§ Aim of the task
Take the data below and write it out exactly, except for the pictures.

§ Excerpted records
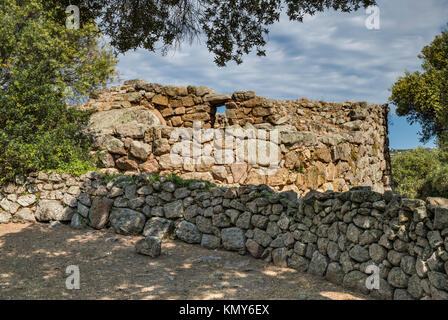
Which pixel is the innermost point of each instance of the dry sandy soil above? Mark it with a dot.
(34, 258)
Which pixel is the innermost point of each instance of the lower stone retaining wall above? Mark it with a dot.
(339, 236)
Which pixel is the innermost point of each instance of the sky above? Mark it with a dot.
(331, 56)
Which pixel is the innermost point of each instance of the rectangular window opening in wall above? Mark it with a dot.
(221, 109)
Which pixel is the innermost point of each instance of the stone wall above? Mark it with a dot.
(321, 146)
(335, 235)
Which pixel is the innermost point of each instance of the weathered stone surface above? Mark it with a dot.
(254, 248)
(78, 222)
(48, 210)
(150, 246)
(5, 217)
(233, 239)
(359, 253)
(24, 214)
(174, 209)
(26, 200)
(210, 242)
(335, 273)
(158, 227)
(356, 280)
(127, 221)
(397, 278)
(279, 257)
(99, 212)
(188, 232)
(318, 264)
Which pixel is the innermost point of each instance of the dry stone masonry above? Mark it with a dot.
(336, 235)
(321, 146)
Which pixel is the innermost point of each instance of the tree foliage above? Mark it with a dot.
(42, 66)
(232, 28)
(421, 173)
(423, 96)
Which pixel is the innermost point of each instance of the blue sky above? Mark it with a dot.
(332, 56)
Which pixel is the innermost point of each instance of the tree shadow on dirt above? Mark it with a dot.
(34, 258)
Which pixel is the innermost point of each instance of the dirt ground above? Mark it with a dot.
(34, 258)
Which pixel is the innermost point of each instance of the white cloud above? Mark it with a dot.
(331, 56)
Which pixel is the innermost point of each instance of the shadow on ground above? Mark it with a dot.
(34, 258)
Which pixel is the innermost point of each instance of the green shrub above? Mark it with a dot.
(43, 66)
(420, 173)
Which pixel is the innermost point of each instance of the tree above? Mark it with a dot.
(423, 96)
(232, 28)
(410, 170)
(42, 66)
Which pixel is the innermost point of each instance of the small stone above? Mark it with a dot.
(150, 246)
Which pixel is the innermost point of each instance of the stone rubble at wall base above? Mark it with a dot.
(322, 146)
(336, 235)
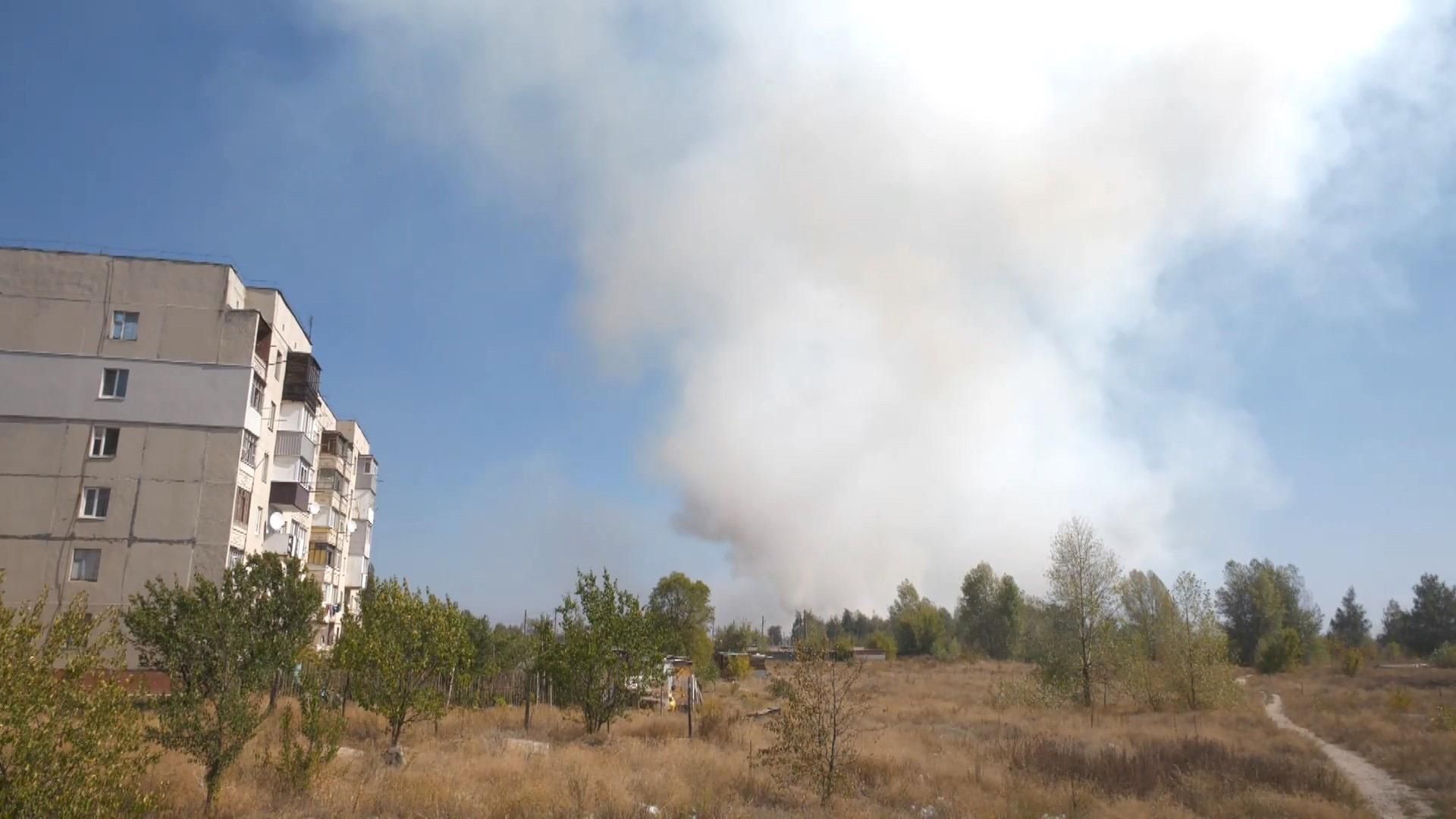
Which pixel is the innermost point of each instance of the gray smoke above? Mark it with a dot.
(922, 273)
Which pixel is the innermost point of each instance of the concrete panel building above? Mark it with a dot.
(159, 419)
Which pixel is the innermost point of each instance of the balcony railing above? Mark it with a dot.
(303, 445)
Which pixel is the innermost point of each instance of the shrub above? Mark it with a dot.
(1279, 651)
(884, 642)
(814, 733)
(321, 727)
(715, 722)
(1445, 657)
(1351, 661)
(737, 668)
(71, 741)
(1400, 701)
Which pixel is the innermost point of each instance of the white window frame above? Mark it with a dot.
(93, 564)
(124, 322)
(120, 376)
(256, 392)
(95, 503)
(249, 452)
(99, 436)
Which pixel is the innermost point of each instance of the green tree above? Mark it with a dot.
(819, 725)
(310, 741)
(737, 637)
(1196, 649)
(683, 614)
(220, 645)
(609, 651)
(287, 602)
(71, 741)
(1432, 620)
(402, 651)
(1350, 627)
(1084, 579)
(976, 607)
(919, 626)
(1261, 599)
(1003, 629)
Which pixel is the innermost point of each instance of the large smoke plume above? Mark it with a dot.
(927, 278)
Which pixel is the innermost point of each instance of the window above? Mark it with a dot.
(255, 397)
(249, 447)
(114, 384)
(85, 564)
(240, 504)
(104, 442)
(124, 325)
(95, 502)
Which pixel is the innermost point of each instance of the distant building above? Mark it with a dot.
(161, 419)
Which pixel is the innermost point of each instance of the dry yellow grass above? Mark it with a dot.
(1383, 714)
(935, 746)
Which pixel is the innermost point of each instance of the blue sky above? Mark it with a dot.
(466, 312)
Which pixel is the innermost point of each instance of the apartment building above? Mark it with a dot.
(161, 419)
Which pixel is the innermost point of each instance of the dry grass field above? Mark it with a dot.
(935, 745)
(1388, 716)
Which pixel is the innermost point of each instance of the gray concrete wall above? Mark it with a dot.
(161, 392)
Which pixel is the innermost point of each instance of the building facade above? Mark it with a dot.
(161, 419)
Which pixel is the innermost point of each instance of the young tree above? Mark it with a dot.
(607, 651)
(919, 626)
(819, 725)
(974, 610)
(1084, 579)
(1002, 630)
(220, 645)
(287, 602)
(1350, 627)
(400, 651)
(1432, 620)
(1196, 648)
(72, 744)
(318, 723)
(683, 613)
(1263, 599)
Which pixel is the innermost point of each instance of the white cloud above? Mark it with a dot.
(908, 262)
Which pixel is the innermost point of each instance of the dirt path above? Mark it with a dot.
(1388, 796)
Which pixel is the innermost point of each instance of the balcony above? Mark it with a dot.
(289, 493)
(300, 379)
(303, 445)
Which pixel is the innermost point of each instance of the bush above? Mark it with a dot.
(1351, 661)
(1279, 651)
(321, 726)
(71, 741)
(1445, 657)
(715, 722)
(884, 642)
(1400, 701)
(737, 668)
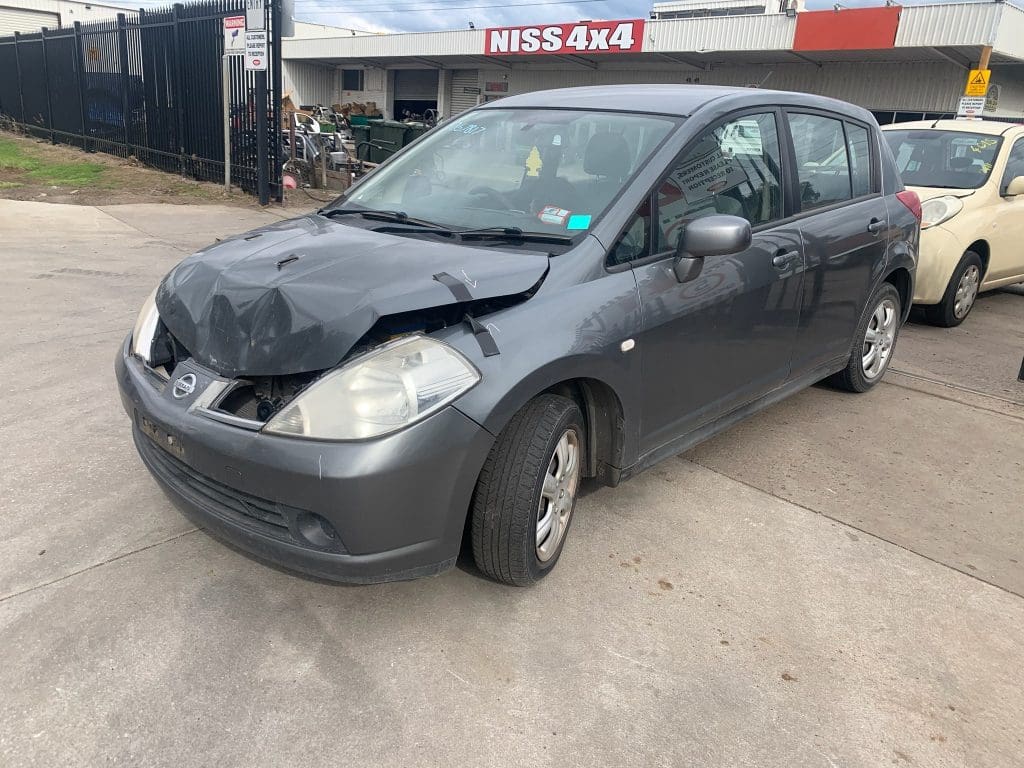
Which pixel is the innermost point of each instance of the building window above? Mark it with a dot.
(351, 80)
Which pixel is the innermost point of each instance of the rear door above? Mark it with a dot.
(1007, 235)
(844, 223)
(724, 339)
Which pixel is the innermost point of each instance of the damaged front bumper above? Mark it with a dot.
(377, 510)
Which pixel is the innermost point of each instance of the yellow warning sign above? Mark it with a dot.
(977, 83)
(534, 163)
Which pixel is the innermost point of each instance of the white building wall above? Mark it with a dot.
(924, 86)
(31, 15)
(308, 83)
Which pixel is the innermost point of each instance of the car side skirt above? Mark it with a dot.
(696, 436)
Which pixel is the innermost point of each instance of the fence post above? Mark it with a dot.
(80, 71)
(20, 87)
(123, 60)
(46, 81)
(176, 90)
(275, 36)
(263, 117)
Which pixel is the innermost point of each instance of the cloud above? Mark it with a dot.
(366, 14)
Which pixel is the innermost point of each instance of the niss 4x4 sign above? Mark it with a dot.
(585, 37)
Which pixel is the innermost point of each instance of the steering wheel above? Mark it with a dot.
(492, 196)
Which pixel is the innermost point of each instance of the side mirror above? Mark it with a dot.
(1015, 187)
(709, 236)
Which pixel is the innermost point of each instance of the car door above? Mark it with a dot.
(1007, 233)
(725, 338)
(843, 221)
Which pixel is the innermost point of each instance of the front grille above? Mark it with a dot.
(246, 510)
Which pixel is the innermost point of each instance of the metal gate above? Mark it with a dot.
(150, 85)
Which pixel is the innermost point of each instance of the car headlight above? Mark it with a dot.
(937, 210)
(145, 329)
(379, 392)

§ Solved exercise
Which pixel is the innermost point of each instance of the dry sandy soil above? Mark it with a dot.
(34, 258)
Which pixel is the innermost point of each instance of the lower stone retaining wall above? Mark it with a dot.
(339, 236)
Which pixel is the innermost point of each instance of the sky above? Mark it with a dot.
(331, 56)
Which pixel is the innermost point of each instance of the rectangular window opening in wall above? Mark it with a dot.
(221, 109)
Which pixel is the innermost point of each instance of the stone wall above? Mark it with a dot.
(321, 146)
(335, 235)
Which pixel is the innermost point of each instance of the weathered stone surface above? Mark it with a dot.
(254, 248)
(78, 222)
(48, 210)
(150, 246)
(5, 217)
(233, 239)
(359, 253)
(24, 214)
(174, 209)
(26, 200)
(210, 242)
(335, 273)
(158, 227)
(356, 280)
(127, 221)
(397, 278)
(279, 257)
(99, 212)
(188, 232)
(318, 264)
Which pixel is the innermost point of each instance of the dry stone masonry above? Mark it with a dot.
(336, 235)
(321, 146)
Which pixel is the innermost point of each instance of the tree foliage above? Mark it with a dot.
(42, 66)
(232, 28)
(421, 173)
(423, 96)
Which pixel is the innermost point of each instance of the blue sky above? Mark it with a dot.
(332, 56)
Which pixel is the innermost point of each instance of the tree shadow on dirt above? Mark it with a dot.
(34, 258)
Which pixel is the innermost point of each instance of the dirt ground above? Mark it with a dot.
(34, 258)
Which pixel is the innermost point of each instance of the white cloud above? Mark it with a dot.
(331, 56)
Which pixel is the innermost point of each instance of the shadow on ground above? Mark it with a dot.
(34, 258)
Which pixel is the innermost point of each instance of the green shrub above? Mark it with a dot.
(43, 66)
(420, 173)
Which pixel is the innermost point of each instance of the tree above? Mark it with a dot.
(423, 96)
(232, 28)
(410, 170)
(42, 66)
Which pixel is the innermost point of each instance of the small stone above? Mark it with a dot.
(150, 246)
Which pixel is the innermost point of each instance of the stone rubble at wall base above? Mark it with a dot.
(322, 146)
(336, 235)
Which pixel is the innermost point of each instance of the gray smoke above? Mark it with a dot.
(922, 273)
Which pixel is the innermost point of each instance of the concrete panel building above? Mark it with a dot.
(159, 419)
Which pixel is the innermost point of each instance of the balcony railing above? Mark it with a dot.
(303, 445)
Which pixel is the innermost point of each instance of the shrub above? Mark it with a dot.
(1279, 651)
(884, 642)
(814, 733)
(321, 727)
(715, 722)
(1445, 657)
(1351, 661)
(737, 668)
(71, 741)
(1400, 701)
Which pixel is the innermost point of each instance of the white window frame above? Mark it with a dot.
(93, 564)
(124, 322)
(120, 376)
(256, 392)
(95, 503)
(249, 452)
(99, 436)
Which pixel is the innermost point of each instance of the green tree above? Mark it with a dot.
(819, 725)
(310, 741)
(737, 637)
(1196, 649)
(683, 614)
(220, 645)
(609, 651)
(287, 602)
(71, 741)
(1432, 620)
(402, 651)
(1350, 627)
(1084, 579)
(976, 607)
(919, 626)
(1261, 599)
(1003, 629)
Which pixel is the innermost point of each instance of the large smoke plume above? Mark it with a dot.
(927, 278)
Which pixel is the innermost point of each instance of the window above? Mark it with a dot.
(255, 397)
(249, 447)
(114, 384)
(85, 564)
(240, 504)
(104, 442)
(124, 325)
(95, 502)
Which pixel is the innermost point of each instance of the distant building above? Mark it with a dot.
(161, 419)
Which pixel is the innermost point of each instance of the dry yellow grass above? Mark it with a dot.
(1383, 714)
(935, 746)
Which pixel is the innermost point of each instance of the blue sky above? Mark it with a dot.
(466, 312)
Which pixel is the innermost point of each instance of the apartment building above? Mark it with a dot.
(161, 419)
Which pixel is the innermost point of each instance of the dry grass field above? Mark it with a dot.
(935, 745)
(1388, 716)
Which pixel is the innermost point of each instance of the gray concrete wall above? Mark it with a dot.
(161, 392)
Which pixel is the innermost point of each instance of the building facade above? Mark it with a dot.
(161, 419)
Which pixel is the innermost point of each instance of the young tree above? Mark it with a dot.
(607, 651)
(919, 626)
(819, 725)
(974, 610)
(1084, 579)
(1002, 630)
(220, 645)
(287, 602)
(1350, 627)
(400, 651)
(1432, 620)
(1196, 648)
(72, 744)
(318, 723)
(683, 613)
(1263, 599)
Which pixel is the innermost point of each instance of the white cloud above? Mark it with a dot.
(908, 262)
Which pixel is the innermost point of each instance of the dirt path above? Mark it with a dot.
(1388, 796)
Which pixel is the innermost point of each instance of the balcony above? Mark it with a dot.
(289, 493)
(300, 379)
(303, 445)
Which pixel is the innermost point of each instance of the bush above? Mark it with a dot.
(1351, 661)
(1279, 651)
(321, 726)
(71, 741)
(1445, 657)
(715, 722)
(884, 642)
(1400, 701)
(737, 668)
Which pixel is the innermost point of each instance of the building window above? Mark it with a dot.
(351, 80)
Which pixel is the innermost point of each instance of the rear door above? Mark it with a dot.
(1007, 235)
(844, 223)
(724, 339)
Which pixel is the innermost point of each instance of the damaged front bumper above? Mark it with a dot.
(377, 510)
Which pixel is the innermost point of each instance of the yellow warning sign above? Mark it with a dot.
(977, 83)
(534, 163)
Which pixel is the innermost point of each instance of the white building wall above? Mark it with a dot.
(924, 86)
(31, 15)
(308, 83)
Which pixel is the innermost point of each instance of the car side skirt above? Mark it with a dot.
(696, 436)
Which pixel is the innermost point of each instance of the fence post above? Mark it with a dot.
(80, 71)
(20, 87)
(123, 60)
(46, 81)
(176, 90)
(275, 36)
(263, 117)
Which pixel is the innermost point of each instance of the cloud above? Mark it with a dot.
(366, 14)
Which pixel is the innermost point of each instance of the niss 4x4 sign above? Mark it with a dot.
(585, 37)
Which pixel is the innermost point of each instance of the steering wheel above? Mark it with a dot.
(492, 196)
Which pixel is the innermost point of each instance of the side mirror above? Mark it with a dot.
(1015, 187)
(709, 236)
Which pixel is the innermost point of each instance of the car door above? Mark it with a dot.
(1007, 233)
(725, 338)
(843, 221)
Which pixel is the innermost point of each instance of the front grille above? Mark it with a dot.
(246, 510)
Which pixel is the innermost point of each instance of the metal gate above? Mark it with a dot.
(150, 85)
Which pixel is the innermost point of each instance of the car headlight above? Mark it with a dot.
(937, 210)
(145, 329)
(379, 392)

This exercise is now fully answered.